Appel à communication expirant le 10 juin 2014.

jeudi 20 février 2014, par Guillaume Berthon

Colloque international organisé par l’association Cornucopia et par le Centre de Recherche en Littérature comparée de Paris-Sorbonne (5 et 6 juin 2015 à Paris).

Adonis, Alexandre, Isaac, Jacob, Henri VIII, d’Artagnan, Casanova, Jean-Jacques, Hippolyte, Hamlet, mais aussi les Amazones et Jeanne d’Arc... toutes ces figures historiques, mythologiques ou fictionnelles interrogent à leur façon notre rapport au masculin. L’exercice de la masculinité prend des postures variées, différentes et étonnantes.

En juin 2012, le colloque comparatiste « Fiction(s) du masculin » s’est donné pour objet d’offrir des perspectives sur ces représentations dans les littératures du XIXe au XXe siècle, afin de montrer à quel point l’identité masculine était soumise à des projections culturelles variables.
Nous souhaitons prolonger le questionnement vers les siècles antérieurs, plus particulièrement à un moment où les sexes et leurs attributions se sont redéfinis pour prendre une forme moderne dont nous héritons encore aujourd’hui.

*Énoncé 1*
Recopiez le passage de l'appel à communication qui commence par les mots contenant « Colloque international organisé » et s'achève sur « projections culturelles variables. ».
*Énoncé 2*
Répondez à ces questions sur l'appel à communication :
(a) À quelle date l'appel expire-t-il ?
(b) Quand et où le colloque international se tiendra-t-il ?
(c) En quel mois et quelle année a eu lieu le colloque « Fiction(s) du masculin » ?

*Extrait de données*

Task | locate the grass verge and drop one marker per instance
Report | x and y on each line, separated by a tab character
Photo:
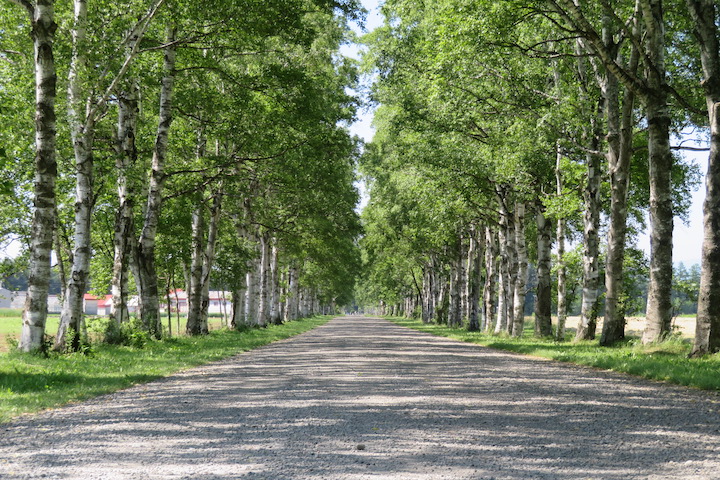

*Résultat 1*
Colloque international organisé par l’association Cornucopia et par le Centre de Recherche en Littérature comparée de Paris-Sorbonne (5 et 6 juin 2015 à Paris).

Adonis, Alexandre, Isaac, Jacob, Henri VIII, d’Artagnan, Casanova, Jean-Jacques, Hippolyte, Hamlet, mais aussi les Amazones et Jeanne d’Arc... toutes ces figures historiques, mythologiques ou fictionnelles interrogent à leur façon notre rapport au masculin. L’exercice de la masculinité prend des postures variées, différentes et étonnantes.

En juin 2012, le colloque comparatiste « Fiction(s) du masculin » s’est donné pour objet d’offrir des perspectives sur ces représentations dans les littératures du XIXe au XXe siècle, afin de montrer à quel point l’identité masculine était soumise à des projections culturelles variables.

*Résultat 2*
(a) Le 10 juin 2014.
(b) Les 5 et 6 juin 2015, à Paris.
(c) En juin 2012.